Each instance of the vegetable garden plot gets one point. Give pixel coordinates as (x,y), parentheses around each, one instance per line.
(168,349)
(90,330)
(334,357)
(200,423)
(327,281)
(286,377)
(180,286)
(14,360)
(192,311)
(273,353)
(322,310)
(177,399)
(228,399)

▸ What you have to do
Reproduce every line above. Keep it exact.

▸ Result of the task
Each instance of the vegetable garden plot gets one point. Give pixel coordinates as (x,y), parentheses around each, one instance per line.
(168,349)
(90,330)
(334,357)
(200,423)
(327,281)
(286,377)
(180,286)
(14,360)
(192,311)
(273,353)
(322,310)
(177,399)
(228,399)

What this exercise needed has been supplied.